▶ [Parts of the exercise]
1. According to the Clark A.A. article, how did the team's first soccer game end?
2. Change "co-champion" to "joint champion" in the stretch of the Clark A.A. article from "Clark Athletic Association, also" through "co-champion in 1909.", and give that stretch with the change made.
3. Write what comes next in the article on the Clark A.A. soccer team, picking up after its final sentence.

▶ [Text provided]
>>>>

Clark A.A.
- Full name: Clark A.A.
- Founded: 1906
- Head coach: John C.Savage
- League: NAFBL

= Clark A.A. =

Former soccer team from New Jersey, U.S.

Clark Athletic Association, also known as East Newark Clark A.A., was a U.S. soccer team sponsored by the Clark Mile End Spool Cotton Company. It spent two seasons in the National Association Football League where it was co-champion in 1909.

==History==

===Name===
Clark A.A. was established in May 1906 by employees of the Clark Mile End Spool Cotton Company and Clark FNT. The team first took up baseball. After a successful baseball season, Clark A.A., managed by John C. Savage, began playing the soccer season. The team was built around a core of players from the champion West Hudson A.A. Its first game was on September 3, 1906, a 5-0 win against the Bronx Rangers. The team also took part in the American Cup. While the company factory was located in Newark, on the west bank of the Passaic River, the team played at Clark Field located on the east side of the river, an area known as East Newark. This gave rise to the team’s alternate name, the East Newark Clark A.A.

<<<<

▶ [Supplied material]
>>>>

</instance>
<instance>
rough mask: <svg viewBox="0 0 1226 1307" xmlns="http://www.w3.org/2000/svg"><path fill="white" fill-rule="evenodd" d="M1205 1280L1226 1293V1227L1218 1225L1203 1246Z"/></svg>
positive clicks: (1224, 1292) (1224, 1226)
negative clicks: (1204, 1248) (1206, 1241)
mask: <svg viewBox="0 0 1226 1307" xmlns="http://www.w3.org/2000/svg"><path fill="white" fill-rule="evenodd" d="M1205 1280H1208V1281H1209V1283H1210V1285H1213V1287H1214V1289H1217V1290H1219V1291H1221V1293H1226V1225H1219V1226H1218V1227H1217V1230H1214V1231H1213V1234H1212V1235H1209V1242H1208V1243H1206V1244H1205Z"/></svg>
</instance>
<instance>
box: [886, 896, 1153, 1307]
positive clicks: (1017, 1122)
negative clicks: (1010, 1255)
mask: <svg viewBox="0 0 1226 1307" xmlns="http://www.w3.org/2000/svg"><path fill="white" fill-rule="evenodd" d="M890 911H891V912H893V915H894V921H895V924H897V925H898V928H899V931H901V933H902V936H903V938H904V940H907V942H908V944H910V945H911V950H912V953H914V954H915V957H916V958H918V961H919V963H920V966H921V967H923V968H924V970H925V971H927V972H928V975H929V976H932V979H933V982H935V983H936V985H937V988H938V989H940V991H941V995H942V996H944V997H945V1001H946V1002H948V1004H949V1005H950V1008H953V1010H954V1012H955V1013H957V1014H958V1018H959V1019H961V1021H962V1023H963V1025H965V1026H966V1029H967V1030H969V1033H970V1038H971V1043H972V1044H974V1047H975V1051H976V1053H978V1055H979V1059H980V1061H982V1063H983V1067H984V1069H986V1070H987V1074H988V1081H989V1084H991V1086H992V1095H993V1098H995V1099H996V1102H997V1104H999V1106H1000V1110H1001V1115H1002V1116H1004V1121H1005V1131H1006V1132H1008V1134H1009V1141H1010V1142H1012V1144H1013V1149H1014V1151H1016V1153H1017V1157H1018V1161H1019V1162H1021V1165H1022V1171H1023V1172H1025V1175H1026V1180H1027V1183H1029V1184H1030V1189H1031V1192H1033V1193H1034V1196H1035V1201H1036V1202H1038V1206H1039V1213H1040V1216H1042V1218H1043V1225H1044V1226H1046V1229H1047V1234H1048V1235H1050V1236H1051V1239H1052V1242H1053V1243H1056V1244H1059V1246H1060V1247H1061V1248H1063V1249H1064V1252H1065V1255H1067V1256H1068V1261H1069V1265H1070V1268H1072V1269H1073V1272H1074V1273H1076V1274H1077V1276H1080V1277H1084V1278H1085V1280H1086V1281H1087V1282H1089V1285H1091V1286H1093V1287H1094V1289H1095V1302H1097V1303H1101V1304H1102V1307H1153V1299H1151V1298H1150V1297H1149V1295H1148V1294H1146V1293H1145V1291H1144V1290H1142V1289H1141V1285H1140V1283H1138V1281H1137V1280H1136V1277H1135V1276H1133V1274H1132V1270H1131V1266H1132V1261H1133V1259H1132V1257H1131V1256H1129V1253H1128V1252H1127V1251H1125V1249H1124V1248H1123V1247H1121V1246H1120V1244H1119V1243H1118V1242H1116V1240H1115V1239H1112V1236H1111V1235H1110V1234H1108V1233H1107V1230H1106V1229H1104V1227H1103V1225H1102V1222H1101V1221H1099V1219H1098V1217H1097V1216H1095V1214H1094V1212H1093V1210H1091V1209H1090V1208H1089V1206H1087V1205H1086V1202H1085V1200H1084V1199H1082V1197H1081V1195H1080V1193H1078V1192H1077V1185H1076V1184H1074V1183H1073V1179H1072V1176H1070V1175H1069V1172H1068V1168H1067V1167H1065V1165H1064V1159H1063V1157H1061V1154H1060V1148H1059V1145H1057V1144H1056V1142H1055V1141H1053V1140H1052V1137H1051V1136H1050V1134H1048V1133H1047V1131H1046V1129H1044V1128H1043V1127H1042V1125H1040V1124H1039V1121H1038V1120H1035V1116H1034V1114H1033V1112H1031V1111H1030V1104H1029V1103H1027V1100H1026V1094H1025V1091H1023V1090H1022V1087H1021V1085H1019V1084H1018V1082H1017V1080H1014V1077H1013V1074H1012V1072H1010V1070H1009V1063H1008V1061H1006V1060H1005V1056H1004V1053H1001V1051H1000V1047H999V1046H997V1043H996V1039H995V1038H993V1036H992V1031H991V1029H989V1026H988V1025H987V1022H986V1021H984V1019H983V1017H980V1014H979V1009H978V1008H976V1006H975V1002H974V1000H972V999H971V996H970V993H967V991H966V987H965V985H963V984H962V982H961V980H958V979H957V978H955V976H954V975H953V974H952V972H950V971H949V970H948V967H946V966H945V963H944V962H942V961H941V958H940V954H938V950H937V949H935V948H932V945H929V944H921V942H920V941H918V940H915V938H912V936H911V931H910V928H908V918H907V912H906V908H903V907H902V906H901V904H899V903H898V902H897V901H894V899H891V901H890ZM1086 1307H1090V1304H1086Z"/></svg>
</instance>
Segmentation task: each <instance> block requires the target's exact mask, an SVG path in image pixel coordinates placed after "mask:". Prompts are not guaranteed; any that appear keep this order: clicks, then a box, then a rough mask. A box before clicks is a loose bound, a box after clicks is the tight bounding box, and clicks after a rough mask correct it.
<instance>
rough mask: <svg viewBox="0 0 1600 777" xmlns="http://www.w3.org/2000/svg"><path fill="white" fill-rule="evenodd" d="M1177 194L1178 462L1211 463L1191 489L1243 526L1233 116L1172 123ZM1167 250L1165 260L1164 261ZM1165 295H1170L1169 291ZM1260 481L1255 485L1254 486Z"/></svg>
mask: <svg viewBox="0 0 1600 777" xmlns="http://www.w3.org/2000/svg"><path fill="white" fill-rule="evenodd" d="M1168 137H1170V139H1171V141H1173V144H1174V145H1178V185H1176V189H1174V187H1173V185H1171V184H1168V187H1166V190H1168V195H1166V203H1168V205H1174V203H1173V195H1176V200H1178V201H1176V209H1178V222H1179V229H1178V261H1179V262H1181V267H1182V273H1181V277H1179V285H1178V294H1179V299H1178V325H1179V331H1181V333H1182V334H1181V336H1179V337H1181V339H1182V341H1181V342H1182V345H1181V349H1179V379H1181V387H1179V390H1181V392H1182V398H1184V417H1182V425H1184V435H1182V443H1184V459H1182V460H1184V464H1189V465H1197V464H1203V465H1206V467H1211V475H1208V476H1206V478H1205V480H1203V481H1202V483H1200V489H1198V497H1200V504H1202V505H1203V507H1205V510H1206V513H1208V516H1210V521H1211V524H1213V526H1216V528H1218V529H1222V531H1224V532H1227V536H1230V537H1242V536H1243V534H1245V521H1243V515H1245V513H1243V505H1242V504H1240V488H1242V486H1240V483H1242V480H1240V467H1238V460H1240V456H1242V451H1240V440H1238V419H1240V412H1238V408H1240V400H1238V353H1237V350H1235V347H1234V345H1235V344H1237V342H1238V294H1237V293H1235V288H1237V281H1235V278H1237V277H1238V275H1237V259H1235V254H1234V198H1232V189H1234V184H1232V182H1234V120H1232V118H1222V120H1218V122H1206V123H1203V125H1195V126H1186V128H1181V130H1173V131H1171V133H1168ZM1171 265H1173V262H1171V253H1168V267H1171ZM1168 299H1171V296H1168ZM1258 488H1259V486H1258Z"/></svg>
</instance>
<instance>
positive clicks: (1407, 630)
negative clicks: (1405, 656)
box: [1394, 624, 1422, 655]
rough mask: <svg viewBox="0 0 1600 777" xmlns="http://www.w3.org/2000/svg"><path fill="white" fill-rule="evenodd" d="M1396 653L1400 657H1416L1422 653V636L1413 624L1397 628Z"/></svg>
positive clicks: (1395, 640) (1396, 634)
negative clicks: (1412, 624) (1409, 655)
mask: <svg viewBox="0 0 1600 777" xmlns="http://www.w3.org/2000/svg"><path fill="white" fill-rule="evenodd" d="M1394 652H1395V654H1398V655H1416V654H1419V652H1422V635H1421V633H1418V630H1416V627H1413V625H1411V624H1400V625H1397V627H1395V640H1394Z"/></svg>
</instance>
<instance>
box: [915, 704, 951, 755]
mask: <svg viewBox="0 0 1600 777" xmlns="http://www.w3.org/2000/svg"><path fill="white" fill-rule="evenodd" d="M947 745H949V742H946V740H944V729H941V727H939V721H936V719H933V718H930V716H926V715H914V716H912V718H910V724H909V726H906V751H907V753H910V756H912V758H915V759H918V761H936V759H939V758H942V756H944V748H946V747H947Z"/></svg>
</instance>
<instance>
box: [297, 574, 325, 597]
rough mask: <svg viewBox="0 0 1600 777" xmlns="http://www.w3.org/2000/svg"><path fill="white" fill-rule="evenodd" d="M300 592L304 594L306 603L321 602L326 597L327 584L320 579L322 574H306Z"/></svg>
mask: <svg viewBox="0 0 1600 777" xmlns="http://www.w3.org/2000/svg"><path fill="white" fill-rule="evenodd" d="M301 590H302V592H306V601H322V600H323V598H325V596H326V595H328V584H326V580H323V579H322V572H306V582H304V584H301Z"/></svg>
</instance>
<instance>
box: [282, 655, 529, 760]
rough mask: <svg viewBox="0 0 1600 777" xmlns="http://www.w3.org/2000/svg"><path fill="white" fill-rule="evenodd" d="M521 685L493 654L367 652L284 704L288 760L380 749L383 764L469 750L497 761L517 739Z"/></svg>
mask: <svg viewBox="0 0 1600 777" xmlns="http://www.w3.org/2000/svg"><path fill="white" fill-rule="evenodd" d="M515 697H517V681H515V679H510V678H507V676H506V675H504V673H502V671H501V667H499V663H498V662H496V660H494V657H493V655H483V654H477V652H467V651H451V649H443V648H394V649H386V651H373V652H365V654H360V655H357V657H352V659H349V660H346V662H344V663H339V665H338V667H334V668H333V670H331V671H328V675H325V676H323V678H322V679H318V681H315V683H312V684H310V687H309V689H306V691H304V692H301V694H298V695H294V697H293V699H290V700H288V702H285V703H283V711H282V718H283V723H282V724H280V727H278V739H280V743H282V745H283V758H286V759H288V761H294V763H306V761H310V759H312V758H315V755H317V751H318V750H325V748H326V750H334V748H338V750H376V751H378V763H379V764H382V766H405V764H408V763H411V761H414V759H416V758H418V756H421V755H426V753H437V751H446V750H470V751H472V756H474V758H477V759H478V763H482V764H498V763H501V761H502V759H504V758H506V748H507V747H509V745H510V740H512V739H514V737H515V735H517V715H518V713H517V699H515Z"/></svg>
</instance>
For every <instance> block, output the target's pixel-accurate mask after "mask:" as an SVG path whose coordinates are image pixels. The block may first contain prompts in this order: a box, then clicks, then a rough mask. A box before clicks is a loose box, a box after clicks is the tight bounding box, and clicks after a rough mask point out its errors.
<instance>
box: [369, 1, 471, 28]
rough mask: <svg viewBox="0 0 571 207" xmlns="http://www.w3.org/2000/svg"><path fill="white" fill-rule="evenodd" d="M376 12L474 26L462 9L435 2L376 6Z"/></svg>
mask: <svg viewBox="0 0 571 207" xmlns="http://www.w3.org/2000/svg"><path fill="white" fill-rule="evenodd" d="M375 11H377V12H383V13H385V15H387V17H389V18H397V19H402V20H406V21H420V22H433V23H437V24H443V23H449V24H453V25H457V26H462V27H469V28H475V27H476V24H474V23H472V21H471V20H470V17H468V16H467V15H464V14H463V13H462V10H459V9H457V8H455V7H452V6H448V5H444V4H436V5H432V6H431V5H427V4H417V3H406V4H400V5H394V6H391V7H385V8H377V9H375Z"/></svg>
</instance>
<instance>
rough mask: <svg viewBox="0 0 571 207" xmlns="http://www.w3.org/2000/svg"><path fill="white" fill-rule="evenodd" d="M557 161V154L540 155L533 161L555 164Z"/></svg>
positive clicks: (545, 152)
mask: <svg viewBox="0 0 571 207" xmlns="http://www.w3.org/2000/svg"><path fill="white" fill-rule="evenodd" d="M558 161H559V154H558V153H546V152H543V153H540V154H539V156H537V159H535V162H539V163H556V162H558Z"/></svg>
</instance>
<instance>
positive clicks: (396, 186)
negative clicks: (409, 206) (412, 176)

<<<<

▶ [Exercise answers]
1. It was a 5-0 win against the Bronx Rangers on September 3, 1906.

2.
Clark Athletic Association, also known as East Newark Clark A.A., was a U.S. soccer team sponsored by the Clark Mile End Spool Cotton Company. It spent two seasons in the National Association Football League where it was joint champion in 1909.

3.
===Competition===
In 1906, the team entered the National Association Football League. They lasted only one season, then dropped out, but in 1907, they won the American Cup. This time they were listed incorrectly as Kearny Clark as many sportswriters frequently confused Kearny and East Newark. In 1908, Clark A.A. rejoined the NAFBL, finishing the season tied for first with West Hudson A.A. Clark again withdrew from the league. They finished runner up in the 1909 American Cup final to the Paterson True Blues. Reports from November 1909 show that Clark A.A. had become an amateur team playing in the American Cup.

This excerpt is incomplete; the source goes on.